• _Given request A_
Show each line of the records that contains the string "truck".

• _Page_
On Fri, 15 Apr 2011, Rafael J. Wysocki wrote:

> > > For example, there's no reason why the CPU cannot reorder things so that
> > > the "if (frozen(p))" is (speculatively) done before the "if (!freezing(p))"
> > > if there's only a compiler barrier between them.
> > 
> > That's true.  On an SMP system, smp_wmb() is identical to wmb(), so
> > there will be a true memory barrier when it is needed.  On a UP system,
> > reordering the instructions in this way will not change the final
> > result -- in particular, it won't break anything.
> > 
> > In your example, the two tests look at different flags in *p.  
> > Speculative reordering of the tests won't make any difference unless
> > one of the flags gets changed in between.  On a UP system, the only way
> > the flag can be changed is for the CPU to change it, in which case
> > the CPU would obviously know that the speculative result had to be
> > invalidated.
> 
> Note, however, that preemption may happen basically at any time, so the
> task that executes the two "if" statements can be preempted after it has
> loaded p->flags into a register and before it checks the TIF_FREEZE (if
> they are reordered).  In that case the p->flags (in memory) may be
> changed by another task in the meantime.

That's okay, because on a UP system there's only one CPU involved.  

When the other task changes p->flags, the CPU will realize that the
register containing the speculative p->flags value is now invalid.  
This will force it to re-read p->flags before testing TIF_FREEZE.

In principle, the sequence of events is no different from single-line
code doing:

	p->a = 1;
	if (p->b)
		...
	if (p->a)
		...

No CPU is ever going to mess this up, even if it does speculatively
load p->a before executing any of the other statements.

A problem can arise only when the "p->a = 1" statement is executed by a 
_different_ CPU.  In that case the original CPU has no way to tell that 
the speculative value is invalid, so a memory barrier is needed to 
prevent the speculative load.

> > > I'm quite convinced that the statement "some CPUs can reorder instructions in
> > > such a way that a compiler barrier is not sufficient to prevent breakage" is
> > > correct.
> > 
> > No.  The correct statement is "Some CPUs can reorder instructions in 
> > such a way that a compiler barrier is not sufficient to prevent 
> > breakage on SMP systems."
> 
> That's if preemption is not taken into account.

It's true even with preemption.

Besides, if this helps to convince you, recall that the task-switch
code (i.e., the scheduler) contains its own memory barriers.  If one
task gets preempted by another, these barriers will defeat instruction
reordering across the preemption boundary.

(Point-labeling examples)
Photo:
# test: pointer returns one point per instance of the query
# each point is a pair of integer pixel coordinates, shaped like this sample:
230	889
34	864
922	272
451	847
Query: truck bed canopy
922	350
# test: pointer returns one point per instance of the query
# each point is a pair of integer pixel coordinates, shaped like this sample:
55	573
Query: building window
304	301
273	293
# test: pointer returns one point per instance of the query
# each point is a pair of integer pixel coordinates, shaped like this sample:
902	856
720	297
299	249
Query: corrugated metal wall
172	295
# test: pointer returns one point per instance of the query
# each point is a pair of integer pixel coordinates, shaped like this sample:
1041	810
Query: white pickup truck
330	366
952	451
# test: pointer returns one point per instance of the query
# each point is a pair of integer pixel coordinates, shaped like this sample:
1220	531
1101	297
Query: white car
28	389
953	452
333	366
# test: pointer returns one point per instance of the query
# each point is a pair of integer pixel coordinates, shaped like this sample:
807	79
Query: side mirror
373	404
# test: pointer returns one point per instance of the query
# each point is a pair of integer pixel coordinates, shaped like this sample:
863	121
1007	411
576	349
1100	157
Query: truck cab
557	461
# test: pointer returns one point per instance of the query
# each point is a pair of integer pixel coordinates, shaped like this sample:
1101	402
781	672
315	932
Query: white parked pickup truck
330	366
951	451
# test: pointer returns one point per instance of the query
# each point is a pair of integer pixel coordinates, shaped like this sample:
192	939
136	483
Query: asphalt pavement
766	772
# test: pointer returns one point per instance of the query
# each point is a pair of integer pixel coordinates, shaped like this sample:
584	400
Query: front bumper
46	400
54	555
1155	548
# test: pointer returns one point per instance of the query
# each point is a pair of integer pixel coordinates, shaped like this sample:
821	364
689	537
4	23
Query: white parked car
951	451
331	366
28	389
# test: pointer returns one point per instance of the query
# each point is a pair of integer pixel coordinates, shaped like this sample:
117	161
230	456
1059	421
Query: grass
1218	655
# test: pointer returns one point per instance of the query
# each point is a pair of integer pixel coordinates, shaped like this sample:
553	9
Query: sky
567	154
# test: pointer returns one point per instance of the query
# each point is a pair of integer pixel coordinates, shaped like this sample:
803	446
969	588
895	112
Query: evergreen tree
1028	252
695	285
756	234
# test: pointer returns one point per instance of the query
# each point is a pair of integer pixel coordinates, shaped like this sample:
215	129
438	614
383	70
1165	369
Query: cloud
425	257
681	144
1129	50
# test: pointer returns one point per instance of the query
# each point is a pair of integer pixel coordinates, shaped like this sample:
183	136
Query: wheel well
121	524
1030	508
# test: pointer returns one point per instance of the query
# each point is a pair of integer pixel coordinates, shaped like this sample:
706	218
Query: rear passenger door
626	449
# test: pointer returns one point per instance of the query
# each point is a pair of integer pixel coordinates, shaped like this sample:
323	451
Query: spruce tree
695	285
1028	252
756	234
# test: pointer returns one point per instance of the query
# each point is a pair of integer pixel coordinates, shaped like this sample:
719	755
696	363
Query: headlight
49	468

• _Given request B_
In the email on memory barriers, what is smp_wmb() identical to on an SMP system?

• _Finished answer A_
Query: truck bed canopy
Query: white pickup truck
Query: truck cab
Query: white parked pickup truck

• _Finished answer B_
wmb()